● Set problem: Copy every line of the material below word for word, changing nothing.

● Supplied material:
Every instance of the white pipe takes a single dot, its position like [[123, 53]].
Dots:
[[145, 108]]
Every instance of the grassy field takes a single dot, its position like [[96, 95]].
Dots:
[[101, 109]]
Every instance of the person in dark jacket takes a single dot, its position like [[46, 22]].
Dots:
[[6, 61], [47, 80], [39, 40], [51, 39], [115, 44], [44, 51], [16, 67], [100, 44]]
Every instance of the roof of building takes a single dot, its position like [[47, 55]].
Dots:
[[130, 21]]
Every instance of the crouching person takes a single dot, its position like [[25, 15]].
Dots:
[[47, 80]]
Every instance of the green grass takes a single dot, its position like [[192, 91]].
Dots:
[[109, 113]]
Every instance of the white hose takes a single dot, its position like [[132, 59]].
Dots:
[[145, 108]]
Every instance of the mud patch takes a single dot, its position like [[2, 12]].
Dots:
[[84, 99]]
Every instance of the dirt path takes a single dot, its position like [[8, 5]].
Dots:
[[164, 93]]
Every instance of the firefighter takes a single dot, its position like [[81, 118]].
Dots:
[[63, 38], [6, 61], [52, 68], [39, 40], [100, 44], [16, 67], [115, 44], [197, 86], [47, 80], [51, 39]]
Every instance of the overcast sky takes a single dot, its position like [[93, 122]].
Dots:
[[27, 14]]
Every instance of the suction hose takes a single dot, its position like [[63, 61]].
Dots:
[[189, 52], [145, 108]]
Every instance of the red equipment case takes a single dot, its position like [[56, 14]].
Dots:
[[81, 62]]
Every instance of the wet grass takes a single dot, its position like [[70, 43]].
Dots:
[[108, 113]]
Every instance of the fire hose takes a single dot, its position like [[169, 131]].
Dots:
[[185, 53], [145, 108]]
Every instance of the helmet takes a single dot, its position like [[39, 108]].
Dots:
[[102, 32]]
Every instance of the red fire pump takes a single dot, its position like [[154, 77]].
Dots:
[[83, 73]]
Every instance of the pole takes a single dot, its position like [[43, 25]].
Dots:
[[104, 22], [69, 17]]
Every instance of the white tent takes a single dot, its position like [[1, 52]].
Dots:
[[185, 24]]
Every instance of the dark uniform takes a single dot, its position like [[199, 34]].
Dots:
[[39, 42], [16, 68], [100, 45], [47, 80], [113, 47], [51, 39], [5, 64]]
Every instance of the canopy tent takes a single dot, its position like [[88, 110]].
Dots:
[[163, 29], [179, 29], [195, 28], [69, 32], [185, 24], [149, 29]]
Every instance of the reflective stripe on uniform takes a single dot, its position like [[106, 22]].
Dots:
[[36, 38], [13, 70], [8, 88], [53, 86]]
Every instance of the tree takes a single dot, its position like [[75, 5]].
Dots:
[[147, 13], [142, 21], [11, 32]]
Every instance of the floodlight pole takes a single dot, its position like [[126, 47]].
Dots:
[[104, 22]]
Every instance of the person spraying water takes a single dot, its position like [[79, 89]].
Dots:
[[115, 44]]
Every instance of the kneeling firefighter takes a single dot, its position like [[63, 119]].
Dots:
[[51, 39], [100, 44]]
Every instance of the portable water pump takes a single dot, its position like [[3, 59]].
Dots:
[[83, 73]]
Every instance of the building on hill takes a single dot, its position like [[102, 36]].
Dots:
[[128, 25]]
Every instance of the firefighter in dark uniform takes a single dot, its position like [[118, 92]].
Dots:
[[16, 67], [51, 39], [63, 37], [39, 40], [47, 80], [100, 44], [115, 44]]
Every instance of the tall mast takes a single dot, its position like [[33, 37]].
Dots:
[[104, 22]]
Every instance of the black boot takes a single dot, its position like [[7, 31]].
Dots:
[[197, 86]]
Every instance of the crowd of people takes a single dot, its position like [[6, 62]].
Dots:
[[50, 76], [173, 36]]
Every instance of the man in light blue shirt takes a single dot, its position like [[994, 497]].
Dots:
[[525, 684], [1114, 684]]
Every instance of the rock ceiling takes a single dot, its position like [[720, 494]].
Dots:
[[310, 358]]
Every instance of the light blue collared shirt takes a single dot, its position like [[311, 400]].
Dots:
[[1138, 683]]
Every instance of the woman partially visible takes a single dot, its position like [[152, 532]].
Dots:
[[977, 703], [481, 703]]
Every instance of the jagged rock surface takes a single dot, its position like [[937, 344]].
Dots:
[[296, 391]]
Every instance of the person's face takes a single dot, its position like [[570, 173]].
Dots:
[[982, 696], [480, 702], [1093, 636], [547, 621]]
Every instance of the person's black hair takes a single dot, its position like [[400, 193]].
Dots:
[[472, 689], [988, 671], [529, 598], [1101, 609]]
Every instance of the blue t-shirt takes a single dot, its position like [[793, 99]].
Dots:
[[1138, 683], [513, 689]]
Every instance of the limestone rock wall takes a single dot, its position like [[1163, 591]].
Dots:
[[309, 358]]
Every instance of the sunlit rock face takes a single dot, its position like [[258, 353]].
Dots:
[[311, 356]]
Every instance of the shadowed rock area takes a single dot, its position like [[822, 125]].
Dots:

● Output of the exercise:
Every instance of the white pipe takes a single dot, its position like [[123, 53]].
Dots:
[[145, 108]]
Every instance of the grassy field takes a single dot, its position like [[96, 95]].
Dots:
[[101, 109]]
Every instance of the person in dark jacket takes a single dot, its position like [[46, 22]].
Dots:
[[6, 61], [47, 80], [39, 40], [51, 39], [115, 44], [44, 51], [16, 67], [100, 44]]
Every instance of the roof of building takes a single dot, its position like [[47, 55]].
Dots:
[[130, 21]]
Every instance of the crouching person takes a single dot, its position like [[25, 15]].
Dots:
[[47, 80]]
Every instance of the green grass takes a single dot, its position like [[192, 91]].
Dots:
[[109, 113]]
Every instance of the white hose takes a single dot, its position like [[132, 59]].
Dots:
[[145, 108]]
Every instance of the mud patch takes a single dot, its position like [[2, 12]].
Dots:
[[84, 99]]
Every instance of the dirt path takes a single dot, its position like [[8, 5]].
Dots:
[[164, 93]]
Every instance of the firefighter takes a single dot, its position like [[81, 118]].
Dots:
[[63, 38], [6, 61], [52, 68], [39, 40], [100, 44], [16, 67], [115, 44], [197, 86], [47, 80], [51, 39]]
Every instance of the overcast sky takes a single dot, its position like [[93, 122]].
Dots:
[[27, 14]]
Every instance of the suction hose takes a single dot, its position like [[63, 61]].
Dots:
[[189, 52], [145, 108]]
Every instance of the red equipment case takes a single dot, its position like [[56, 14]].
Dots:
[[81, 62]]
Every instance of the wet grass takes a single dot, its position like [[70, 43]].
Dots:
[[108, 113]]
Every instance of the fire hose takes a single dot, its position like [[169, 131]].
Dots:
[[185, 53], [145, 108]]
Every instance of the helmet takes a single dot, its position like [[39, 108]].
Dots:
[[102, 32]]
Every instance of the red fire pump takes a single dot, its position like [[154, 77]].
Dots:
[[83, 73]]
Every instance of the pole takes a single dot, its position like [[43, 25]].
Dots:
[[104, 22], [69, 17]]
Every instance of the white tent takes a single dot, its position like [[1, 52]].
Dots:
[[185, 24]]
Every instance of the dark uniform takes a single dot, its position like [[199, 34]].
Dots:
[[39, 42], [16, 68], [100, 45], [47, 80], [113, 47], [51, 39], [5, 64]]
Every instance of the canopy tent takes a single dot, its position like [[88, 110]].
Dots:
[[163, 29], [179, 29], [195, 28], [69, 32], [185, 24], [149, 29]]
Every instance of the reflective stripe on uniform takes a single dot, its position like [[106, 22]].
Dots:
[[36, 38], [13, 70], [8, 88], [53, 86]]
Every instance of the tree takes a single dot, its position like [[75, 5]].
Dots:
[[147, 13], [142, 21], [11, 32]]
Every instance of the floodlight pole takes a single dot, its position like [[126, 47]].
Dots:
[[104, 22]]
Every instance of the person spraying water takes a single dot, its position like [[79, 89]].
Dots:
[[115, 44]]
Every instance of the kneeling firefighter takes a single dot, its position like [[63, 119]].
Dots:
[[51, 39], [100, 44]]
Every instance of the portable water pump takes a single dot, its position like [[3, 59]].
Dots:
[[83, 73]]
Every instance of the building on hill takes a single dot, its position like [[102, 36]].
Dots:
[[128, 25]]
Every instance of the firefighter in dark uniform takes a single dot, its position like [[118, 92]].
Dots:
[[16, 67], [51, 39], [63, 37], [39, 40], [47, 80], [100, 44], [115, 44]]
Every instance of the tall mast takes a single dot, its position like [[33, 37]].
Dots:
[[104, 22]]
Every instance of the black boot takes a single dot, its position like [[7, 31]].
Dots:
[[197, 86]]
Every instance of the crowd of people takes a single dot, its position like [[6, 62]].
Dots:
[[50, 76], [173, 36]]
Every instance of the man in light blue shirt takes a single dot, its position like [[994, 497]].
Dots:
[[525, 684], [1114, 684]]
Every instance of the rock ceiling takes a single dot, its position like [[720, 494]].
Dots:
[[310, 358]]
Every instance of the light blue collared shirt takes a single dot, its position like [[311, 400]].
Dots:
[[1138, 683]]
Every instance of the woman partially visible takes a single dot, its position like [[152, 532]].
Dots:
[[977, 703], [481, 703]]
Every instance of the jagged rock surface takes a single dot, its position like [[937, 344]].
Dots:
[[296, 391]]
Every instance of the person's face takes a single dot, its position like [[570, 173]].
Dots:
[[982, 696], [480, 702], [1093, 636], [547, 621]]
Every instance of the person's black hair takes a single dot, its position like [[400, 193]].
Dots:
[[472, 689], [988, 671], [529, 598], [1101, 609]]
Every instance of the blue t-shirt takes a single dot, its position like [[793, 99]].
Dots:
[[1138, 683], [513, 689]]
Every instance of the limestone rock wall takes a single dot, its position like [[1163, 591]].
Dots:
[[309, 358]]
Every instance of the sunlit rock face takes a single dot, its position like [[258, 353]].
Dots:
[[311, 356]]
Every instance of the shadowed rock area takes a single dot, its position like [[822, 125]].
Dots:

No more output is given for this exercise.